# Der MW hat Geburtstag!



## vierlagig (9 Oktober 2008)

an dieser Stelle dem Jungspund alles Gute!


----------



## Rainer Hönle (9 Oktober 2008)

Auch im eigen Fred alles Gute zum Geburtstag.


----------



## AUDSUPERUSER (9 Oktober 2008)

Auch von mir alles Gute.

Mit Jungspund ist doch nicht gemeint, dass Du noch jünger als 4L bist? 

Gruss
Audsuperuser


----------



## vierlagig (9 Oktober 2008)

AUDSUPERUSER schrieb:


> Mit Jungspund ist doch nicht gemeint, dass Du noch jünger als 4L bist?



ist er aber mit seinen 23


----------



## edison (9 Oktober 2008)

Alles Gute auch von mir


----------



## jabba (9 Oktober 2008)

Da schliesse ich mich an,

herzlichen Glückwunsch, und alles Gute


----------



## Cerberus (9 Oktober 2008)

Alles Gute! Feier noch kräftig!


----------



## crash (9 Oktober 2008)

Von mir auch alles Gute!


----------



## repök (9 Oktober 2008)

Alles Gute zum Geburtstag!


----------



## marlob (9 Oktober 2008)

Dann mal alles gute zum Geburtstag


----------



## Gerhard K (9 Oktober 2008)

Alles Gute zum Geburtstag! 
gerhard k


----------



## Larry Laffer (9 Oktober 2008)

... und natürlich auch von mir nur die besten Wünsche zum Geburtstag ...
:sm20: und :sm24:


----------



## Unimog-HeizeR (9 Oktober 2008)

Auch von mir:

Herzlichen Glühstrumpf zum Burzldag!

Gruß
Timo


----------



## Kai (9 Oktober 2008)

Auch von mir alles Gute zum Geburtstag.

:sm20:

Gruß Kai


----------



## HaDi (9 Oktober 2008)

Ich wünsch dir alles, was du mir auch wünschen würdest. Jetzt liegts nur bei dir...

Alles Gute von HaDi


----------



## Lipperlandstern (9 Oktober 2008)

und hier auch noch mal 

Alles Gute...........


----------



## lorenz2512 (9 Oktober 2008)

auch von mir alles gute, und lass den hdd in ruhe.


----------



## MW (9 Oktober 2008)

Ein dank an euch !
================================
=== Aufgabe 1 ===
Gib aus dem Geburtstagsthread den Abschnitt wörtlich zurück, beginnend bei „Ich wünsch dir“ und endend bei „Alles Gute...........“.

=== Einträge zur Positionsbestimmung ===
================================
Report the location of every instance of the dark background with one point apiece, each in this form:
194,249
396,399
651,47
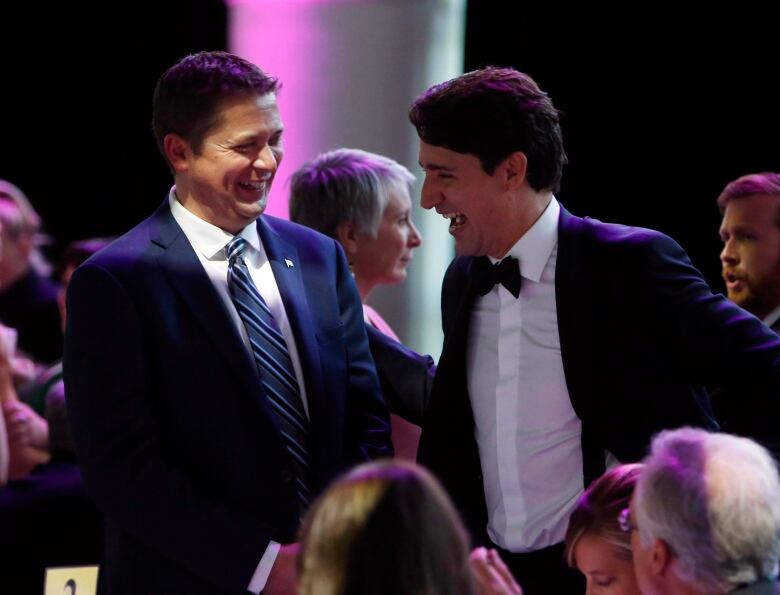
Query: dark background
661,109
================================
=== Aufgabe 2 ===
Benenne in allen Zeilen der Aufgabendaten „dark background“ in „black background“ um und gib sie sonst unverändert wieder. Lass die Bilder in der Antwort weg.

=== Lösung 1 ===
Ich wünsch dir alles, was du mir auch wünschen würdest. Jetzt liegts nur bei dir...

Alles Gute von HaDi


----------



## Lipperlandstern (9 Oktober 2008)

und hier auch noch mal 

Alles Gute...........

=== Lösung 2 ===
Report the location of every instance of the black background with one point apiece, each in this form:
194,249
396,399
651,47
Query: black background
661,109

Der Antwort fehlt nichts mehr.